◆ Votre objectif ◆
Recopiez intégralement l'entretien sur le parcours entrepreneurial, caractère pour caractère, sans aucune modification.

***** Bloc de texte

Quelles est la plus belle réussite de votre entreprise/entrepreneuriat ?
Sans doute la première grosse commande de la société, dont le contrat a été signé un 23 décembre : alors que j’étais en vacances en famille, je me suis rendu à Istanbul pour signer ce contrat d’environ 1 million d’euro afin d’équiper des centres médicaux en Irak au moment de la reconstruction du pays. Cette commande a signé le vrai démarrage de la société, ce qui l’a impulsé.
Avec mes associés, nous sommes très fiers du chemin parcouru : être partis d’une idée et être maintenant devenus une belle petite PME industrielle, avec 20 collaborateurs fidèles et exceptionnels, et qui vend ses produits dans 60 pays est une vraie satisfaction. Mais nous n’avons jamais l’impression d’être arrivés à maturité, nous avons encore plein de projets de développement pour l’avenir.
Avec le recul y-a-t ’il des choses que vous feriez différemment dans votre parcours entrepreneurial ?
Non, je n’ai pas de regrets. A une époque j’ai regretté de ne pas avoir terminé mes études, mais cela ne m’a pas empêché d’entreprendre et de continuer à me former en langues et au métier de dirigeant lorsque j’en ai eu besoin. Je suis même devenu enseignant universitaire puisque j’interviens dans le cadre du Master Commerce International à l’Université Toulouse Jean Jaurès…. Je n’ai donc pas de regret, il n’y pas de bonnes ou de mauvaises décisions. On prend des décisions, on les assume et la vie continue. C’est tout.

**********
***** Données d'étude

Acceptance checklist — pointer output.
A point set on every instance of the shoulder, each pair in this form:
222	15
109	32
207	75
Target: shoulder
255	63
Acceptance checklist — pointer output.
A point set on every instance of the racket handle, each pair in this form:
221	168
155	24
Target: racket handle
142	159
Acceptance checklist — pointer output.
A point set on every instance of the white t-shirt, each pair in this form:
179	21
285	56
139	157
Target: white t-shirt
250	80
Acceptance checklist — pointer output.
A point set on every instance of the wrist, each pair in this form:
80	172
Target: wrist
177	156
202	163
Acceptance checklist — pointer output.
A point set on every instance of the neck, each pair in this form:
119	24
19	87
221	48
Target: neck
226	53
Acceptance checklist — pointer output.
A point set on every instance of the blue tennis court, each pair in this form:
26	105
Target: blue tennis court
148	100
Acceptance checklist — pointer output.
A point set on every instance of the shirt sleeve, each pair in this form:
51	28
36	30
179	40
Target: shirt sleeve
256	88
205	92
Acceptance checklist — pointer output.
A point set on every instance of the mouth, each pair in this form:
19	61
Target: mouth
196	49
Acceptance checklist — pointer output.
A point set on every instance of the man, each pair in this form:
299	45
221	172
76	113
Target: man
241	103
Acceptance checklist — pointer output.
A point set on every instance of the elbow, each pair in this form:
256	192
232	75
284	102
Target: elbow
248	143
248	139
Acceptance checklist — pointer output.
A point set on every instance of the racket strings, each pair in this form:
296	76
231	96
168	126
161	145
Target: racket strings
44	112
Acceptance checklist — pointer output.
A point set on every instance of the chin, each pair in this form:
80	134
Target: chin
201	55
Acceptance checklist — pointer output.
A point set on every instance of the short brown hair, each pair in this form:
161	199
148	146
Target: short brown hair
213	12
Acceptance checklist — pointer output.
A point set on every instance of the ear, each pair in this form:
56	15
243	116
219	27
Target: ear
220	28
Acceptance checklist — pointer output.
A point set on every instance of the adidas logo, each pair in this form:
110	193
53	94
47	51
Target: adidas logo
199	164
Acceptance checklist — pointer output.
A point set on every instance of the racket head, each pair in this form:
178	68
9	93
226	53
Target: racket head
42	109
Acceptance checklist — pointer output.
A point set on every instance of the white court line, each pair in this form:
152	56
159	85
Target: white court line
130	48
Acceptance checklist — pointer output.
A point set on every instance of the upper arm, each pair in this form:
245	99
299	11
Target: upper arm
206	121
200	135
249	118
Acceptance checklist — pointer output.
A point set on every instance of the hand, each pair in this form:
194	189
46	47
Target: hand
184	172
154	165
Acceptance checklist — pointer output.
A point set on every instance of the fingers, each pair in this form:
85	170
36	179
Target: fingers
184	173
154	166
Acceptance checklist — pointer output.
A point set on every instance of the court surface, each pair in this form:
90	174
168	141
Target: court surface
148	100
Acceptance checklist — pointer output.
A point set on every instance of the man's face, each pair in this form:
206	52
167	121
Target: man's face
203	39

**********

◆ Solution proposée ◆
Quelles est la plus belle réussite de votre entreprise/entrepreneuriat ?
Sans doute la première grosse commande de la société, dont le contrat a été signé un 23 décembre : alors que j’étais en vacances en famille, je me suis rendu à Istanbul pour signer ce contrat d’environ 1 million d’euro afin d’équiper des centres médicaux en Irak au moment de la reconstruction du pays. Cette commande a signé le vrai démarrage de la société, ce qui l’a impulsé.
Avec mes associés, nous sommes très fiers du chemin parcouru : être partis d’une idée et être maintenant devenus une belle petite PME industrielle, avec 20 collaborateurs fidèles et exceptionnels, et qui vend ses produits dans 60 pays est une vraie satisfaction. Mais nous n’avons jamais l’impression d’être arrivés à maturité, nous avons encore plein de projets de développement pour l’avenir.
Avec le recul y-a-t ’il des choses que vous feriez différemment dans votre parcours entrepreneurial ?
Non, je n’ai pas de regrets. A une époque j’ai regretté de ne pas avoir terminé mes études, mais cela ne m’a pas empêché d’entreprendre et de continuer à me former en langues et au métier de dirigeant lorsque j’en ai eu besoin. Je suis même devenu enseignant universitaire puisque j’interviens dans le cadre du Master Commerce International à l’Université Toulouse Jean Jaurès…. Je n’ai donc pas de regret, il n’y pas de bonnes ou de mauvaises décisions. On prend des décisions, on les assume et la vie continue. C’est tout.